PASSAGE PROVIDED |
****************************************

For three decades, the United Nations has demonstrated its commitment to climate change action in the form of an annual meeting called the Conference of Parties, or COP. This November 6-18, almost 200 countries are convening in Sharm el Sheikh, Egypt to negotiate consequential decisions on climate commitments.  Since the first UN COP in 1992, the issue of climate change and its harmful effects have become increasingly daunting and urgent. With past conferences being a rollercoaster of successes, failures, and postponements, we’ve reached a critical point for action. As the world anxiously awaits, some of us are still asking what is COP and its place in the UN’s fight against climate change? What are its goals? What are its successes and short-comings? Answering these questions will help us better understand what may follow COP27. 

COP: Why do we have it and how does it work?

COPs, also referred to as global climate summits, are made up of 197 countries and are also represented by an assortment of climate experts, government officials, and heads of state alongside  non-governmental, public and private stakeholders engaged in environmental and civil society. The purpose of COP is to bolster effective climate change action on an international level, done mainly through commitments or agreements made nationally that aid other countries. At its core, COP reflects the level at which the international community prioritizes efforts to combat climate change.

****************************************

LISTED RECORDS |
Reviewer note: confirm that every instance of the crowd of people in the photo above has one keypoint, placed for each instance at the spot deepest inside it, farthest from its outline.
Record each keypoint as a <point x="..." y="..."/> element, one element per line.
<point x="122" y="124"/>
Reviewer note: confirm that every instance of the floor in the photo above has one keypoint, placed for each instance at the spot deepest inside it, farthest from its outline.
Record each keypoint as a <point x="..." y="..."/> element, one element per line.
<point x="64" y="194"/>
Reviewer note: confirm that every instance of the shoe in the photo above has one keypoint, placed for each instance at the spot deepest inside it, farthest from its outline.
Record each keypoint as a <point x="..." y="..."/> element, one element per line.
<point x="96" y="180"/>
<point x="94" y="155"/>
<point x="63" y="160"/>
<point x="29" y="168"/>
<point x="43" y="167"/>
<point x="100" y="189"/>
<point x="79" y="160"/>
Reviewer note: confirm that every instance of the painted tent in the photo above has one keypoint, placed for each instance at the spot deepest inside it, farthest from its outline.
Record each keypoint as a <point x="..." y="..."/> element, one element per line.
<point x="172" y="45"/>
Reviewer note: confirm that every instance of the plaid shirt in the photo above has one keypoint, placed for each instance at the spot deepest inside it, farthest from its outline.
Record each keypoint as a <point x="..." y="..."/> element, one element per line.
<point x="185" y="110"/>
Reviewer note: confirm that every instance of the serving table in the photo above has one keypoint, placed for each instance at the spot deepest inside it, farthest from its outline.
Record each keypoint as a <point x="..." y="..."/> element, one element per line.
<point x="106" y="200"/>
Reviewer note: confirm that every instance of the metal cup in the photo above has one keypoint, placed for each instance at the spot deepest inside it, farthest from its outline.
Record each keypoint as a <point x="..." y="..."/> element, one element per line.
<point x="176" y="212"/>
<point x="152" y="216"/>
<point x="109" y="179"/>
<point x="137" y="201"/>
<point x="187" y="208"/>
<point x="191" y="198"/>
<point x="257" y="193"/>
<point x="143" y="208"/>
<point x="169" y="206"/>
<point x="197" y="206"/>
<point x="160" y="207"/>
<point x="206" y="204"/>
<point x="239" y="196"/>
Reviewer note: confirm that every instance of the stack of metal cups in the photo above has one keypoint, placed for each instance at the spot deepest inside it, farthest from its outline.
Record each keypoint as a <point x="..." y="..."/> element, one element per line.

****************************************

TASK REQUIREMENTS |
1: Please rewrite the paragraph of the UN climate conference passage that begins "COPs, also referred to as global climate summits" as a short bulleted list that keeps its main facts.
2: According to the UN climate conference passage, why is it useful to answer what COP is, what its goals are, and what its successes and shortcomings have been? Answer in one to three sentences.

ANSWERS FOR THE TASKS |
1:
- COPs, or global climate summits, are made up of 197 countries.
- They bring together climate experts, government officials and heads of state, along with non-governmental, public and private stakeholders in environmental and civil society.
- Their purpose is to strengthen effective climate change action internationally, mainly through national commitments or agreements that aid other countries.
- At its core, COP reflects how highly the international community prioritizes efforts to combat climate change.

2: The passage says that answering these questions will help us better understand what may follow COP27.